(Point localization data)
◇ ◇ ◇ ◇

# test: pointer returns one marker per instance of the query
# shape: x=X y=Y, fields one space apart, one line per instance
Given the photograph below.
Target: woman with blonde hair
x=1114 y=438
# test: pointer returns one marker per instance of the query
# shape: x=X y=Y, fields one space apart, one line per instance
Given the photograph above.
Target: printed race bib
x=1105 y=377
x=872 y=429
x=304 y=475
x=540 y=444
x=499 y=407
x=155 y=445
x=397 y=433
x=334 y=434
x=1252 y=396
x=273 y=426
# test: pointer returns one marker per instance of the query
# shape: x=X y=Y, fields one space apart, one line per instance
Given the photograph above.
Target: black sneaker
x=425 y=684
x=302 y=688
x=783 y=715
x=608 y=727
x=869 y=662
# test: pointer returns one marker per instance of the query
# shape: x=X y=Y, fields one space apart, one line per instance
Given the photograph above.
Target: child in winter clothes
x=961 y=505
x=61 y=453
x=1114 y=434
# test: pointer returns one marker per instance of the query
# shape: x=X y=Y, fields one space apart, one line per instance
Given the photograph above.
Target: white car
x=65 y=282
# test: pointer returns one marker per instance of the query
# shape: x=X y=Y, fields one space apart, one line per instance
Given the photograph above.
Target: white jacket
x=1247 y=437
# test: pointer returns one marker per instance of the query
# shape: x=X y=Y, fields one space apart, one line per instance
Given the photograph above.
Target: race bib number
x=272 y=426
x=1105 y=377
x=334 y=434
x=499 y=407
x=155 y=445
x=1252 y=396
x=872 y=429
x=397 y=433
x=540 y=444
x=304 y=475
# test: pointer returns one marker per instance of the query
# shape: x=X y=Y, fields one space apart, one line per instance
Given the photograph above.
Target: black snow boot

◇ ◇ ◇ ◇

◆ About this task ◆
The records must each be output verbatim, with nothing left out.

◆ Output ◆
# test: pointer returns one marker per instance of the query
# shape: x=X y=Y, fields one space apart, one line per instance
Given the photograph below.
Target: woman with blonde hair
x=1114 y=438
# test: pointer returns one marker per instance of the query
# shape: x=X y=Y, fields one space apart, one line per instance
Given the photograph above.
Target: printed race bib
x=1105 y=377
x=872 y=429
x=304 y=475
x=540 y=444
x=499 y=407
x=155 y=445
x=397 y=433
x=334 y=434
x=1252 y=396
x=273 y=426
# test: pointer returns one marker per instance of the query
# shape: x=X y=Y, fields one space apart, one line per instance
Given the photograph above.
Target: black sneaker
x=425 y=684
x=302 y=688
x=783 y=715
x=608 y=727
x=869 y=662
# test: pointer returns one marker per instance of the query
# shape: x=X y=Y, fields one space apart, one line per instance
Given the photograph above.
Target: child in winter clothes
x=961 y=505
x=61 y=453
x=1114 y=434
# test: pointer returns one marker per instance of the query
# shape: x=X y=Y, fields one space apart, one line per instance
Given the photograph above.
Target: white car
x=65 y=282
# test: pointer returns one marker per instance of the query
# shape: x=X y=Y, fields one space apart, one line per instance
Given the photograph above.
Target: white jacket
x=1247 y=437
# test: pointer returns one marker per instance of the query
# shape: x=X y=Y, fields one space apart, one line per instance
Given the photograph above.
Target: race bib number
x=272 y=426
x=1105 y=377
x=334 y=434
x=499 y=407
x=155 y=445
x=1252 y=396
x=872 y=429
x=397 y=433
x=540 y=444
x=304 y=475
# test: pointer returns one marker per instance of the query
# shape: x=X y=Y, fields one space apart, one line per instance
Given the photograph above.
Target: black snow boot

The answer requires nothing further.